Es ist ein Paradox: Die AfD hat ein Programm, das Reiche stark begünstigt und für die große Mehrheit der Menschen, die sie wählen, schlimme Auswirkungen hätte. Es fordert die Streichung von Sozialleistungen, die Abschaffung des Mieterschutzes, Steuersenkungen für Reiche und Großkonzerne wie die Abschaffung der Erbschaftssteuer und des Solidaritätszuschlags. Noch absurder ist, dass die AfD den Bauern die Hälfte ihres Einkommens nehmen will – durch Streichung der EU-Subventionen. Sie will eine Abschottung Deutschlands von der EU und vom Weltmarkt und würde damit Millionen von Arbeitsplätzen zerstören. Auch will sie ausgerechnet den neuen Bundesländern, wo sie am meisten gewählt wird, die Einnahmen radikal kürzen, indem der Länderfinanzausgleich reduziert werden soll.
Daher ist es verwunderlich, dass Menschen mit geringeren Einkommen und aus den neuen Bundesländern deutlich überproportional AfD wählen. Wer etwas daran ändern will, muss also verstehen, was die Ursachen sind.
Erklärt wird das oft mit der Einwanderung. Tatsächlich neigen Menschen in kritischen Zeiten zu Revierverhalten – zur Ablehnung von Fremden. Doch die Wahl rechtschauvinistischer Politiker und die Ausgrenzung von Minderheiten findet weltweit statt – in Indien und Argentinien, in Russland und Ungarn, in Polen und Italien. Die meisten davon sind Staaten, aus denen Menschen eher wegziehen als dorthin einzuwandern. Migranten sind also nicht Ursache, wohl aber eine Projektionsfläche für die Fremdenfeindlichkeit. Das bedeutet aber: Weniger Einwanderung löst das Problem nicht.
Wo aber liegen die Ursachen? Viele Menschen glauben, dass es bergab geht. Sie wählen die AfD nicht, weil sie Protest ausdrücken wollen. Sie wählen sie trotz ihrer Verfassungsfeindlichkeit, trotz ihrer Menschenverachtung, trotz ihres unsinnigen Programms. Der Grund ist die Wut im Bauch: Wut auf die Intellektuellen, die Grünen, die Besserwisser, die Woken … Aber woher kommt diese Wut?

== Gegebene Daten ==
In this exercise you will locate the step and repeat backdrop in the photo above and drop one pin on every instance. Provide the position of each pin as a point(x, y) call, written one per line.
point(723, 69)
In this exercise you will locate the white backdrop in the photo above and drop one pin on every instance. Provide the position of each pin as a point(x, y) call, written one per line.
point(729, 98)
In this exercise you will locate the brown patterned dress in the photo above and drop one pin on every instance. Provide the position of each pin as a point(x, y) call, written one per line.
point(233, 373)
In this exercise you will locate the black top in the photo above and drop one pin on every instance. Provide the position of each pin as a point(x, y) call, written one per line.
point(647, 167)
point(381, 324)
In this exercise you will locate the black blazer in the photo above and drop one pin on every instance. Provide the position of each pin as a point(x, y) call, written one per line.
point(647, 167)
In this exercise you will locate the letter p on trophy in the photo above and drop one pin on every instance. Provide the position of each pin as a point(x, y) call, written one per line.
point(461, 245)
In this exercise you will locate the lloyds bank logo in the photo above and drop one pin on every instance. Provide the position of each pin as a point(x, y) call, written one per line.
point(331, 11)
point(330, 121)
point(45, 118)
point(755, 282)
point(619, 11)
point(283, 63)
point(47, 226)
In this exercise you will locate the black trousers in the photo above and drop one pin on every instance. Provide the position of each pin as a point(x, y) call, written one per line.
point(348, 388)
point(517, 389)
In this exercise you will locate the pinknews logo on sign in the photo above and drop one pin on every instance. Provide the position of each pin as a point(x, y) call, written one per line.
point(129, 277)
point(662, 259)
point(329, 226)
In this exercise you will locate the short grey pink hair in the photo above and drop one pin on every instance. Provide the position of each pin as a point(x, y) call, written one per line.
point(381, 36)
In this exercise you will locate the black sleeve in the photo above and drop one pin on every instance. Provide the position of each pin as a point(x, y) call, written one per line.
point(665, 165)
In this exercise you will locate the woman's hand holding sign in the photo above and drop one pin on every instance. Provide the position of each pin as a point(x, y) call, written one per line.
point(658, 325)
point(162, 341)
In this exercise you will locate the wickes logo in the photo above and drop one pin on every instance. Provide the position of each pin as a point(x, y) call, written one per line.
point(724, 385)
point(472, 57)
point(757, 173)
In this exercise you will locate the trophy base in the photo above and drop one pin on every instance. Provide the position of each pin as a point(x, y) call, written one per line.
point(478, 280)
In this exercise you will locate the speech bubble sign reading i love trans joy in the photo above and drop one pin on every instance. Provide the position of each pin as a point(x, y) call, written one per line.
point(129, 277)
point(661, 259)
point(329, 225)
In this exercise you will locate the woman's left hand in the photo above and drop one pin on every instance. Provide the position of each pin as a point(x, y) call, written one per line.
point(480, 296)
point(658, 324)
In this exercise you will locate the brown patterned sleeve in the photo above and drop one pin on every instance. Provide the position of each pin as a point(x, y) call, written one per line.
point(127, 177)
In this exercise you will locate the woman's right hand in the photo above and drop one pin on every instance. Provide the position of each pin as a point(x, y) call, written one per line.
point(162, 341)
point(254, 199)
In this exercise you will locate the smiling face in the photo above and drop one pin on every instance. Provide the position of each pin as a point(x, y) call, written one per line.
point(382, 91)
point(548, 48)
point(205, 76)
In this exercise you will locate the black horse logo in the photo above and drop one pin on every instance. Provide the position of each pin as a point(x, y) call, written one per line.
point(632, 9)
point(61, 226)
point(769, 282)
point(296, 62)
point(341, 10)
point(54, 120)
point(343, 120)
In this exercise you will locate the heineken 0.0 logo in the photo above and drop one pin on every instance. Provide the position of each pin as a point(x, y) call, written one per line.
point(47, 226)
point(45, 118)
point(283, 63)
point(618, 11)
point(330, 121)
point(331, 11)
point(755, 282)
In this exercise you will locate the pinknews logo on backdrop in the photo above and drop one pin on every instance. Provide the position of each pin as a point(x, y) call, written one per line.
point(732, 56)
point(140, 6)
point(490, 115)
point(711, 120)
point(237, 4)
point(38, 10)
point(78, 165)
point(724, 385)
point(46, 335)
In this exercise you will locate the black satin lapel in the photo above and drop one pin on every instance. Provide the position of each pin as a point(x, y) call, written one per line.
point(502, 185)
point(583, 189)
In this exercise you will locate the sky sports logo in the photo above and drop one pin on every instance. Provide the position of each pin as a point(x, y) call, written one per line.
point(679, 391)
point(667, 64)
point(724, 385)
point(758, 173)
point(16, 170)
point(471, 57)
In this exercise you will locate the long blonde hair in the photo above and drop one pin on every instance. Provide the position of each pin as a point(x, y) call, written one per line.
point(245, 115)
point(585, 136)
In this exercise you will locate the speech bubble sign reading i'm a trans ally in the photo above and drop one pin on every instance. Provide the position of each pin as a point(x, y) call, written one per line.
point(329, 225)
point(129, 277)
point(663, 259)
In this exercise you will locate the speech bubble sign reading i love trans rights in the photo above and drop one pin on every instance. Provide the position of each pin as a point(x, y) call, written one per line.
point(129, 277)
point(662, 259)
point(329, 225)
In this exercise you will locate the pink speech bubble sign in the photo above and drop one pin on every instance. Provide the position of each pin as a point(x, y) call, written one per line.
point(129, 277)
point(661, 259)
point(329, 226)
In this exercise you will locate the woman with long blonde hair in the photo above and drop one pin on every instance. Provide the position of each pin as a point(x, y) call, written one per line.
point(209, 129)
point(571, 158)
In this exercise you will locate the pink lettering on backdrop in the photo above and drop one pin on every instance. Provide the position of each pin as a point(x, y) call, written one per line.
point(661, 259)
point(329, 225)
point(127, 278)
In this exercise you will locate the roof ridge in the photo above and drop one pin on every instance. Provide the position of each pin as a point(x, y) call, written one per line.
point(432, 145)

== Aufgabe 1 ==
Auf welche Weise will die AfD laut dem Text über die AfD den Bauern die Hälfte ihres Einkommens nehmen?
== Aufgabe 2 ==
Gib aus dem Text über die AfD die Stelle von „Es ist ein Paradox: Die“ bis einschließlich „reduziert werden soll.“ wortgetreu wieder.
== Aufgabe 3 ==
Prüfe, ob die folgenden Aussagen mit dem Text über die AfD übereinstimmen. Antworte jeweils mit Ja oder Nein und zitiere die entscheidenden Worte des Textes: (a) Die meisten der genannten Staaten sind Länder, in die Menschen vor allem einwandern. (b) Die Menschen wählen die AfD, weil sie Protest ausdrücken wollen. (c) Die AfD will den Länderfinanzausgleich reduzieren.
Stütze dich ausschließlich auf den Text über die AfD.

== Erwartete Ausgabe 1 ==
Durch die Streichung der EU-Subventionen.

== Erwartete Ausgabe 2 ==
Es ist ein Paradox: Die AfD hat ein Programm, das Reiche stark begünstigt und für die große Mehrheit der Menschen, die sie wählen, schlimme Auswirkungen hätte. Es fordert die Streichung von Sozialleistungen, die Abschaffung des Mieterschutzes, Steuersenkungen für Reiche und Großkonzerne wie die Abschaffung der Erbschaftssteuer und des Solidaritätszuschlags. Noch absurder ist, dass die AfD den Bauern die Hälfte ihres Einkommens nehmen will – durch Streichung der EU-Subventionen. Sie will eine Abschottung Deutschlands von der EU und vom Weltmarkt und würde damit Millionen von Arbeitsplätzen zerstören. Auch will sie ausgerechnet den neuen Bundesländern, wo sie am meisten gewählt wird, die Einnahmen radikal kürzen, indem der Länderfinanzausgleich reduziert werden soll.

== Erwartete Ausgabe 3 ==
(a) Nein: „Die meisten davon sind Staaten, aus denen Menschen eher wegziehen als dorthin einzuwandern.“
(b) Nein: „Sie wählen die AfD nicht, weil sie Protest ausdrücken wollen.“
(c) Ja: „indem der Länderfinanzausgleich reduziert werden soll“